_Activity:_ Copy the records below exactly as they stand. Leave out the pictures.

[[ Dataset, beginning ]]

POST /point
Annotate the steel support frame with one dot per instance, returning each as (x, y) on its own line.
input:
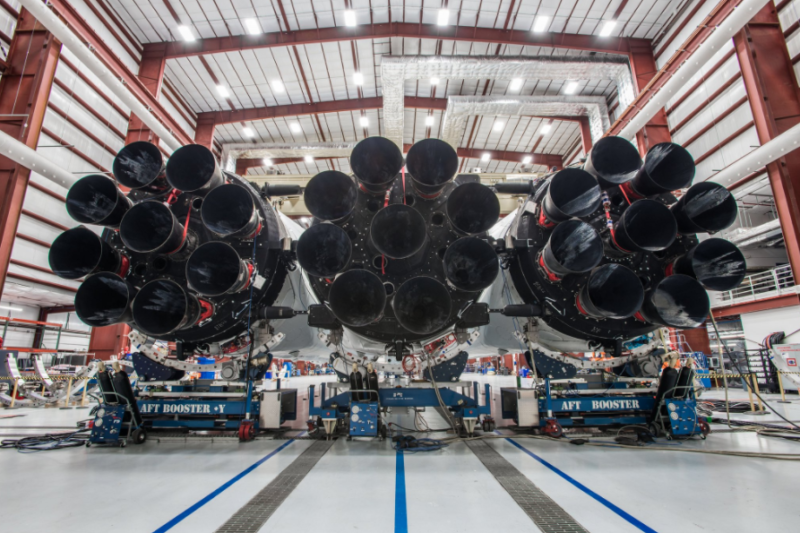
(151, 74)
(774, 97)
(24, 92)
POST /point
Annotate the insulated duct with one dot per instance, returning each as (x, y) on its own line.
(396, 70)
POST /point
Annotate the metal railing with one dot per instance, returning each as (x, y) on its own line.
(770, 283)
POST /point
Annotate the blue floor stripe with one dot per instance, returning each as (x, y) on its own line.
(400, 508)
(633, 521)
(222, 488)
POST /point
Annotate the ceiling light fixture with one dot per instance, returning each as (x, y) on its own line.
(608, 27)
(186, 33)
(252, 26)
(540, 24)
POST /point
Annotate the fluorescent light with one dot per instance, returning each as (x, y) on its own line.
(608, 27)
(252, 26)
(540, 24)
(186, 33)
(571, 88)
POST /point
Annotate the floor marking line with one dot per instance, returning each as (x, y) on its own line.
(400, 507)
(222, 488)
(623, 514)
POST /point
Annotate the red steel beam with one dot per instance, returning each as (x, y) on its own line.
(716, 17)
(591, 43)
(24, 92)
(151, 74)
(81, 28)
(775, 101)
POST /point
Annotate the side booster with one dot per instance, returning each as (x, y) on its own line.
(609, 253)
(179, 255)
(399, 257)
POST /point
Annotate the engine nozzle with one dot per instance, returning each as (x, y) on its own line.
(330, 195)
(229, 211)
(215, 268)
(470, 264)
(79, 252)
(717, 264)
(96, 199)
(472, 208)
(376, 161)
(193, 168)
(432, 164)
(706, 207)
(645, 226)
(677, 301)
(422, 305)
(324, 250)
(357, 298)
(140, 165)
(612, 291)
(162, 307)
(104, 299)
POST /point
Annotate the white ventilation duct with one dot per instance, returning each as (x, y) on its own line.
(233, 151)
(460, 108)
(396, 70)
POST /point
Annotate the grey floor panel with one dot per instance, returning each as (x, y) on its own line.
(255, 513)
(545, 513)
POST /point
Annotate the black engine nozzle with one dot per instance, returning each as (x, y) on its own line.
(324, 250)
(162, 307)
(193, 168)
(432, 164)
(645, 226)
(357, 298)
(96, 199)
(667, 167)
(706, 207)
(376, 161)
(422, 305)
(471, 264)
(140, 165)
(472, 208)
(612, 291)
(398, 231)
(572, 192)
(215, 268)
(79, 252)
(330, 195)
(104, 299)
(677, 301)
(717, 264)
(229, 211)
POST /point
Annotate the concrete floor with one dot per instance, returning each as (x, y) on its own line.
(186, 486)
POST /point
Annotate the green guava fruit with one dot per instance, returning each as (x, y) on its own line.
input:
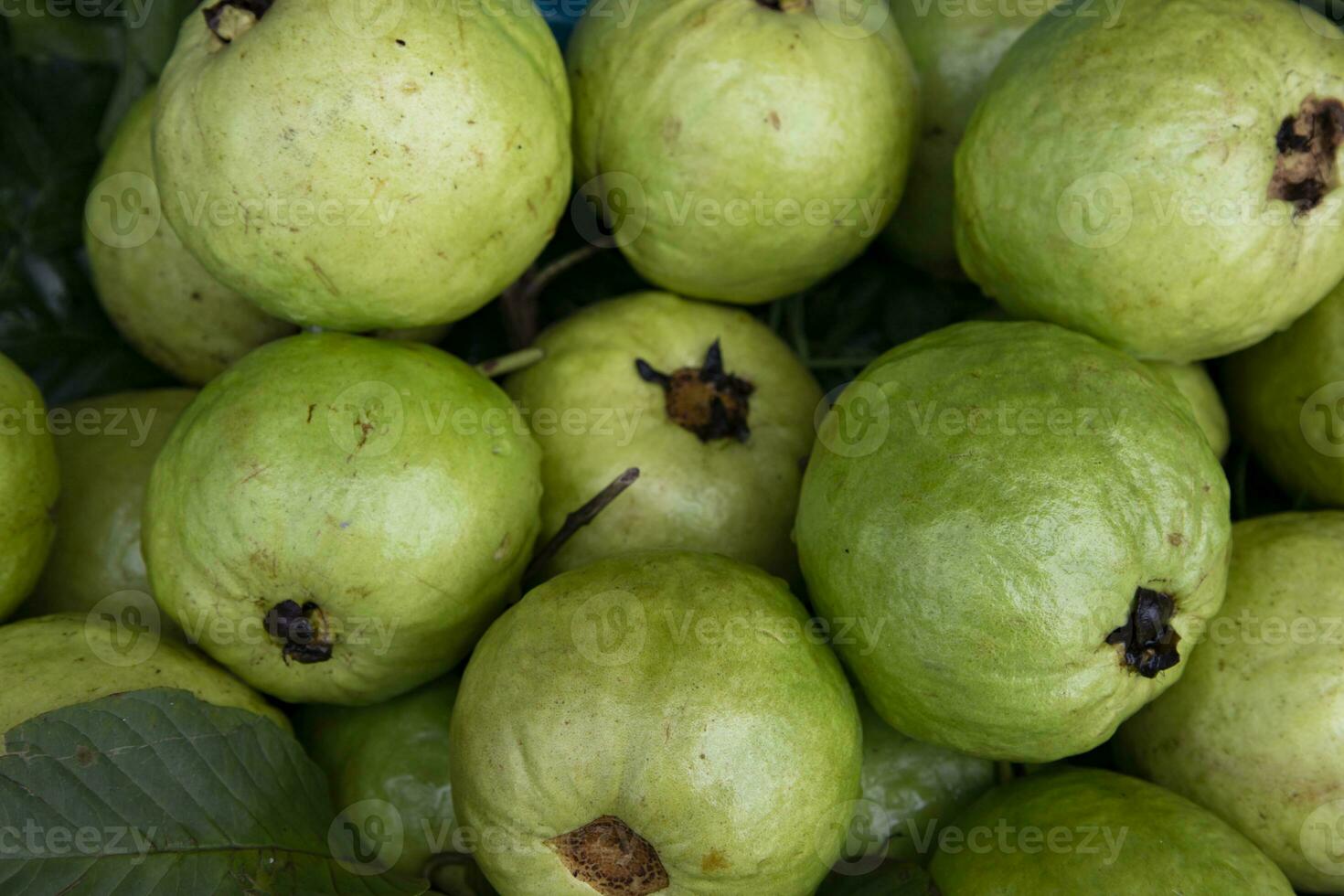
(1194, 382)
(68, 658)
(355, 174)
(745, 149)
(1285, 398)
(28, 485)
(1252, 731)
(1086, 830)
(659, 721)
(1018, 531)
(337, 518)
(156, 293)
(105, 449)
(707, 402)
(953, 53)
(1163, 177)
(910, 789)
(390, 763)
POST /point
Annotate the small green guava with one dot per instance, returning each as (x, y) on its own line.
(156, 293)
(30, 484)
(912, 789)
(68, 658)
(1284, 397)
(953, 53)
(388, 766)
(1021, 531)
(709, 403)
(656, 723)
(1174, 195)
(1194, 382)
(336, 518)
(1252, 731)
(355, 174)
(105, 450)
(745, 149)
(1086, 830)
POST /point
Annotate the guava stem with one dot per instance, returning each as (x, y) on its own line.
(509, 363)
(581, 517)
(519, 301)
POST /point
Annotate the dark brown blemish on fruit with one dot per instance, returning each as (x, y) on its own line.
(303, 632)
(1308, 144)
(706, 400)
(611, 859)
(218, 20)
(1148, 638)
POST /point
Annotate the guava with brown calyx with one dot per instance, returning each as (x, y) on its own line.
(1252, 731)
(105, 449)
(1163, 177)
(30, 483)
(1023, 532)
(656, 723)
(1087, 830)
(406, 186)
(337, 518)
(955, 50)
(711, 407)
(746, 149)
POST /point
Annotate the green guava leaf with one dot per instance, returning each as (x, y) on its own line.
(155, 792)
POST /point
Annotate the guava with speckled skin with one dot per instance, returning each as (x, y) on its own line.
(1086, 830)
(731, 491)
(103, 472)
(157, 294)
(955, 55)
(1163, 179)
(659, 721)
(912, 789)
(1252, 731)
(408, 186)
(394, 752)
(336, 518)
(1284, 398)
(1021, 529)
(28, 486)
(1194, 382)
(68, 658)
(746, 149)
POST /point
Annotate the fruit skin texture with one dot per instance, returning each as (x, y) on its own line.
(729, 105)
(1283, 395)
(1252, 731)
(406, 186)
(732, 752)
(912, 787)
(157, 294)
(1194, 382)
(388, 483)
(1115, 176)
(981, 555)
(720, 496)
(955, 55)
(395, 752)
(1169, 844)
(103, 473)
(60, 660)
(28, 485)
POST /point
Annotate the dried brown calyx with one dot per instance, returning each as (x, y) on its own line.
(1148, 638)
(706, 400)
(611, 859)
(302, 629)
(1308, 144)
(229, 19)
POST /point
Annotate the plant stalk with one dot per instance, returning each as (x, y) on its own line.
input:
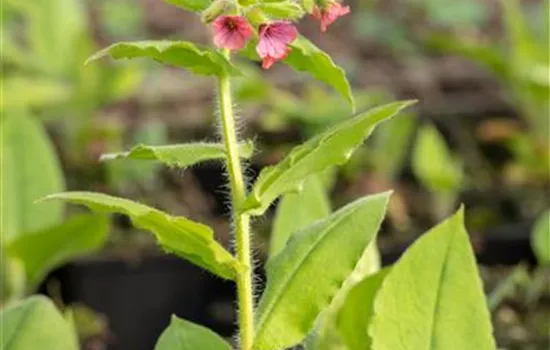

[[ Dataset, end ]]

_Output below:_
POST /point
Annotate the steel support frame with one dot per instance, returning each as (x, y) on its own line.
input:
(151, 74)
(774, 97)
(24, 92)
POST /point
Annotate the insulated duct with one dot per instance, returning each as (x, y) on its own line.
(396, 70)
POST /point
Annotate the metal railing with one dot per instance, returning each as (x, y) on its own line.
(770, 283)
POST /point
Annotate the blue floor stripe with one dot per instance, returning each as (x, y) on its own line.
(400, 508)
(633, 521)
(222, 488)
POST /point
Annotate the ceiling light fixture with one dot per instance, returning each as (x, y) on its own line.
(608, 27)
(186, 33)
(252, 26)
(540, 24)
POST /point
Annotate the fluorescent light with one dot per instance, returning each as (x, y) on its own line.
(608, 27)
(252, 26)
(540, 24)
(186, 33)
(571, 88)
POST /point
Annotate the floor marking line with one dot per instance, returning each as (x, y) on its own line.
(400, 507)
(222, 488)
(623, 514)
POST /point
Annotate the red steel beam with one dot per instance, returning each as (x, y) on its own line.
(716, 17)
(591, 43)
(24, 92)
(151, 74)
(81, 28)
(775, 101)
POST /point
Annotate the side booster with one dot per instance, returning each as (x, y) on its own line.
(609, 253)
(179, 255)
(399, 257)
POST /point
Annotate the engine nozzle with one dot per instance, returning each as (x, y) on its own line.
(330, 195)
(229, 211)
(215, 268)
(470, 264)
(79, 252)
(717, 264)
(96, 199)
(472, 208)
(376, 161)
(193, 168)
(432, 164)
(706, 207)
(645, 226)
(677, 301)
(422, 305)
(324, 250)
(357, 298)
(140, 165)
(612, 291)
(162, 307)
(104, 299)
POST /point
Annotate the white ventilation duct with one dot per instance, returning each as (x, y) on its own line.
(233, 151)
(460, 108)
(396, 70)
POST /point
Annotate the grey floor panel with one dot per instance, returning each as (x, y) on its own line.
(255, 513)
(545, 513)
POST /point
Annotate the black engine nozzle with one dot per instance, returning each as (x, y) on its own line.
(324, 250)
(162, 307)
(193, 168)
(432, 164)
(645, 226)
(357, 298)
(96, 199)
(667, 167)
(706, 207)
(376, 161)
(422, 305)
(471, 264)
(140, 165)
(472, 208)
(612, 291)
(398, 231)
(572, 192)
(215, 268)
(79, 252)
(330, 195)
(104, 299)
(677, 301)
(717, 264)
(229, 211)
POST /point
Annotate the concrete floor with one dot per instance, returning each as (x, y) on its own line.
(186, 486)
POST /point
Annotate the green guava fruit with one dot per instance, returning each as (x, y) on its own line.
input:
(1194, 382)
(68, 658)
(355, 174)
(745, 149)
(1285, 398)
(28, 485)
(1252, 731)
(1086, 830)
(659, 721)
(1018, 531)
(337, 518)
(156, 293)
(105, 449)
(707, 402)
(953, 53)
(1163, 177)
(910, 789)
(390, 763)
POST /point
Annotate the small green guava with one dot per instance, returning each as (x, y) on its own line.
(156, 293)
(30, 484)
(912, 789)
(68, 658)
(1284, 397)
(953, 53)
(388, 766)
(1021, 531)
(709, 403)
(656, 723)
(1174, 195)
(1194, 382)
(336, 518)
(1252, 731)
(355, 174)
(105, 450)
(745, 149)
(1086, 830)
POST /point
Annotate the guava stem with one dot per instance, returning each as (x, y) on its own line.
(509, 363)
(581, 517)
(519, 301)
POST /point
Annotate the dark brown blemish on fruit with one dot per instance, returning each as (x, y) on its own line.
(303, 632)
(1308, 144)
(706, 400)
(611, 859)
(218, 20)
(1148, 638)
POST /point
Annotate the guava with brown calyx with one dot per instance, returning each as (x, y) on its own line.
(1252, 731)
(105, 449)
(1163, 177)
(30, 483)
(1023, 532)
(656, 723)
(1087, 830)
(406, 186)
(337, 518)
(955, 50)
(711, 407)
(746, 149)
POST /point
Annotate the green guava leaf with one dot per instance, returning each as (x, y) on its own line.
(155, 792)
POST /point
Annotate the guava with speckled skin with one dot per instance, returning each as (x, y) on its own line.
(1086, 830)
(731, 491)
(103, 472)
(157, 294)
(955, 55)
(1163, 179)
(659, 721)
(912, 789)
(1252, 731)
(408, 186)
(394, 752)
(336, 518)
(1284, 398)
(1021, 529)
(28, 486)
(1194, 382)
(68, 658)
(746, 149)
POST /point
Annotate the fruit skin texture with one dot per instance, returning each as (x, y) on its own line.
(729, 105)
(1283, 395)
(1252, 731)
(406, 186)
(732, 752)
(912, 787)
(157, 294)
(1194, 382)
(388, 483)
(1115, 176)
(981, 555)
(720, 496)
(955, 55)
(395, 752)
(1169, 844)
(103, 473)
(60, 660)
(28, 485)
POST /point
Annotate the dried brown calyx with one dot per instance, returning each as (x, y) on its own line.
(1148, 638)
(706, 400)
(611, 859)
(302, 629)
(1308, 144)
(229, 19)
POST /point
Annotate the plant stalk with one dot per instance, returning each as (x, y) on its own line.
input:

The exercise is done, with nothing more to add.